- [Supplied data]

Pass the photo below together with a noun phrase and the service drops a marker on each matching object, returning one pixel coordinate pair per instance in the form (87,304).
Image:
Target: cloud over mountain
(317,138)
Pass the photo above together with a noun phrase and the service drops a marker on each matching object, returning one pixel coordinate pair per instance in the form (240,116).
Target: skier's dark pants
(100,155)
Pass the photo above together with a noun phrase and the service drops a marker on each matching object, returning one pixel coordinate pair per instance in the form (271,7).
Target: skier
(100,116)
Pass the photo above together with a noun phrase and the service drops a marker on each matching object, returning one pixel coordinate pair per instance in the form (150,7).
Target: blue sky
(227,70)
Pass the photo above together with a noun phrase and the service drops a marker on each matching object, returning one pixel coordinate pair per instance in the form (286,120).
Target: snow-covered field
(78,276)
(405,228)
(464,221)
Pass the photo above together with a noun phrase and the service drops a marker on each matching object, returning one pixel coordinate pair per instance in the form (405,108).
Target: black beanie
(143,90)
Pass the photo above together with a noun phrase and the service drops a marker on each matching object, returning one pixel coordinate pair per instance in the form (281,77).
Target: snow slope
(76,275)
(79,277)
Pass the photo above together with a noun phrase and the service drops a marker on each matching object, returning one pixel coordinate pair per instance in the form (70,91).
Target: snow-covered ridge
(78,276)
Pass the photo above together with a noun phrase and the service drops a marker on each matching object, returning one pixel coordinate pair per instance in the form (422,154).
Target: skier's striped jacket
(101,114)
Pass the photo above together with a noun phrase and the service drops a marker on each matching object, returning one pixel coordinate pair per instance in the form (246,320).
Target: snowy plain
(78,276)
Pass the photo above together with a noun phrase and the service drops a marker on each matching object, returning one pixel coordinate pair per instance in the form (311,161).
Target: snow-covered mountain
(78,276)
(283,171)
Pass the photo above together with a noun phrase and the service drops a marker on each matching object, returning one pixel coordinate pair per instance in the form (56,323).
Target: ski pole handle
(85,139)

- [Task to complete] All of the data above must be retyped exactly.

- [Answer]
Pass the photo below together with a noun phrase and the service drops a marker on each matching object, returning one pixel coordinate pair per instance in the form (87,304).
Image:
Target: cloud over mountain
(317,138)
Pass the photo above together with a noun phrase and the service drops a marker on each matching object, returning one pixel coordinate pair per instance in the form (240,116).
Target: skier's dark pants
(100,155)
Pass the photo above together with a noun phrase and the service drops a marker on each matching object, returning one pixel coordinate pair per instance in the form (271,7).
Target: skier
(100,116)
Pass the photo above together with a noun phrase and the service drops a marker on each matching object, returning one pixel coordinate pair per instance in the form (150,7).
Target: blue sky
(227,70)
Pass the photo above together with a noun phrase and the service drops a marker on each matching object, returning one pixel coordinate pair per instance in the form (286,120).
Target: snow-covered field
(78,276)
(405,228)
(464,221)
Pass the photo above together with a noun phrase and the service drops a marker on each matching object, returning one pixel coordinate pair per instance in the form (405,108).
Target: black beanie
(143,90)
Pass the photo above together with a noun phrase and the service drops a marker on each matching object, returning one pixel coordinate pair per instance in the form (281,77).
Target: snow slope
(76,275)
(79,277)
Pass the photo above together with a noun phrase and the service drops a marker on each matching object, returning one pixel coordinate pair per instance in the form (70,91).
Target: snow-covered ridge
(78,276)
Pass the photo above together with a noun phrase and the service drops a marker on each matching object, returning one pixel coordinate pair per instance in the form (422,154).
Target: skier's striped jacket
(101,114)
Pass the photo above together with a noun phrase and the service drops a marker on each matching object, returning one pixel coordinate pair per instance in the form (246,320).
Target: snowy plain
(78,276)
Pass the photo above together with a noun phrase and the service drops a marker on each matching object, returning one pixel coordinate pair per instance in the form (311,161).
Target: snow-covered mountain
(78,276)
(283,171)
Pass the photo above together with a noun phrase and the service drops a marker on each matching object, returning one pixel coordinate pair per instance in the form (56,323).
Target: ski pole handle
(85,139)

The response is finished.